In full and without deviation, write out the entries that follow.
--- START OF EXERCISE MATERIAL ---
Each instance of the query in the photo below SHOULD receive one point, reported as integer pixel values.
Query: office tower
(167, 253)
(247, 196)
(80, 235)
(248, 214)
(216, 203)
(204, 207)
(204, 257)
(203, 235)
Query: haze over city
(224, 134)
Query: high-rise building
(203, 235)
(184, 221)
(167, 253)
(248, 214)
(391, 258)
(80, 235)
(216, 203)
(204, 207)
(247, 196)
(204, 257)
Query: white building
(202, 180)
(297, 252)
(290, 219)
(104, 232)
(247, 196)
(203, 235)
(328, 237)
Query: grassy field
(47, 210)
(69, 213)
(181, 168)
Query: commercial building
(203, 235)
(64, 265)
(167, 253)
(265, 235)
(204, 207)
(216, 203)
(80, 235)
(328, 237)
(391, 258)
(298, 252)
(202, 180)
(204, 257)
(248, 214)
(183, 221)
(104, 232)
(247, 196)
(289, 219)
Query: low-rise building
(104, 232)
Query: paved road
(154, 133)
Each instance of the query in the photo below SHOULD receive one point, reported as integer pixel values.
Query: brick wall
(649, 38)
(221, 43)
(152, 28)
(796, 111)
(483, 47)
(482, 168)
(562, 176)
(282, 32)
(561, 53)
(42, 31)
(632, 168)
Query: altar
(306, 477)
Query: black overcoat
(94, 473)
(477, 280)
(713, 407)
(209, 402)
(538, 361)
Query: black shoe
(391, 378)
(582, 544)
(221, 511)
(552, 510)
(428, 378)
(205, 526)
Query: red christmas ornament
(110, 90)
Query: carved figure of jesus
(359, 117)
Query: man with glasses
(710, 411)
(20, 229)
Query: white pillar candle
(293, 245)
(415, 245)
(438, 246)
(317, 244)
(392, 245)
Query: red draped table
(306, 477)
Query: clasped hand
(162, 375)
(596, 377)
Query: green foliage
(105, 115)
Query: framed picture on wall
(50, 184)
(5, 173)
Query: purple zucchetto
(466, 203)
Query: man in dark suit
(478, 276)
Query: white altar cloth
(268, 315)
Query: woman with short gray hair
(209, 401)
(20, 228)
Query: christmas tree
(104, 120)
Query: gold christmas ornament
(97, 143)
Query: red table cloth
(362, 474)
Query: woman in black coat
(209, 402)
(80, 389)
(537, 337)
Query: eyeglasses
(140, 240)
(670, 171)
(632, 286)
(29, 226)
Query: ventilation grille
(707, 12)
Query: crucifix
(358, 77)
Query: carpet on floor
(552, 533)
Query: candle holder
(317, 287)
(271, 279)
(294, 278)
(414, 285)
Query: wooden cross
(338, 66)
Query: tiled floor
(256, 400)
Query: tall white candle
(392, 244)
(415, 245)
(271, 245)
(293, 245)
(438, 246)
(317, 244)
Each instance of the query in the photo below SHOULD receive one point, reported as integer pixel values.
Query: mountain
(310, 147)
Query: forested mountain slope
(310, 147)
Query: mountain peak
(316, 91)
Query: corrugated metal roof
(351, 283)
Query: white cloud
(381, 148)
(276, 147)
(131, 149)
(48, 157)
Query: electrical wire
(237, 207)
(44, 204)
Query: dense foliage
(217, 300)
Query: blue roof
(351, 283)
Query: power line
--- END OF EXERCISE MATERIAL ---
- COMPLETED TASK
Each instance of the query in the photo below SHOULD receive one point, reported as integer pixel values.
Query: office tower
(167, 253)
(247, 196)
(80, 235)
(248, 214)
(216, 203)
(204, 207)
(204, 257)
(203, 235)
Query: haze over city
(224, 134)
Query: high-rise building
(203, 235)
(184, 221)
(167, 253)
(248, 214)
(391, 258)
(80, 235)
(216, 203)
(204, 207)
(247, 196)
(204, 257)
Query: white building
(202, 180)
(297, 252)
(290, 219)
(104, 232)
(247, 196)
(203, 235)
(328, 237)
Query: grassy field
(47, 210)
(69, 213)
(181, 168)
Query: commercial building
(203, 235)
(64, 265)
(167, 253)
(265, 235)
(204, 207)
(216, 203)
(80, 235)
(328, 237)
(391, 258)
(298, 252)
(202, 180)
(204, 257)
(248, 214)
(183, 221)
(104, 232)
(247, 196)
(289, 219)
Query: low-rise building
(104, 232)
Query: paved road
(154, 133)
Each instance of the query in the photo below SHOULD receive one point, reported as integer pixel values.
Query: brick wall
(649, 38)
(221, 43)
(152, 28)
(796, 111)
(483, 47)
(482, 168)
(562, 176)
(282, 32)
(561, 53)
(42, 31)
(632, 168)
Query: altar
(306, 477)
Query: black overcoat
(94, 473)
(477, 280)
(713, 407)
(209, 402)
(538, 361)
Query: black shoe
(391, 378)
(582, 544)
(221, 511)
(552, 510)
(428, 378)
(205, 526)
Query: red christmas ornament
(110, 90)
Query: carved figure of jesus
(359, 117)
Query: man with glasses
(710, 411)
(20, 229)
Query: white pillar candle
(293, 245)
(415, 245)
(438, 246)
(317, 244)
(392, 245)
Query: red draped table
(306, 477)
Query: clasped hand
(162, 375)
(596, 377)
Query: green foliage
(105, 115)
Query: framed picture on wall
(50, 184)
(5, 173)
Query: purple zucchetto
(466, 203)
Query: man in dark suit
(478, 276)
Query: white altar cloth
(268, 315)
Query: woman with short gray hair
(209, 401)
(20, 228)
Query: christmas tree
(104, 120)
Query: gold christmas ornament
(97, 143)
Query: red table cloth
(362, 474)
Query: woman in black coat
(209, 402)
(80, 389)
(537, 337)
Query: eyeglasses
(140, 240)
(670, 171)
(632, 286)
(29, 226)
Query: ventilation grille
(707, 12)
Query: crucifix
(358, 77)
Query: carpet on floor
(552, 533)
Query: candle holder
(317, 287)
(271, 279)
(294, 278)
(414, 285)
Query: wooden cross
(338, 66)
Query: tiled floor
(256, 400)
Query: tall white candle
(392, 244)
(415, 245)
(271, 245)
(293, 245)
(438, 246)
(317, 244)
Each instance of the query in the photo below SHOULD receive one point, reported as integer pixel values.
Query: mountain
(310, 147)
Query: forested mountain slope
(310, 147)
Query: mountain peak
(316, 91)
Query: corrugated metal roof
(351, 283)
Query: white cloud
(381, 148)
(276, 147)
(131, 149)
(48, 157)
Query: electrical wire
(237, 207)
(44, 204)
Query: dense foliage
(217, 300)
Query: blue roof
(351, 283)
Query: power line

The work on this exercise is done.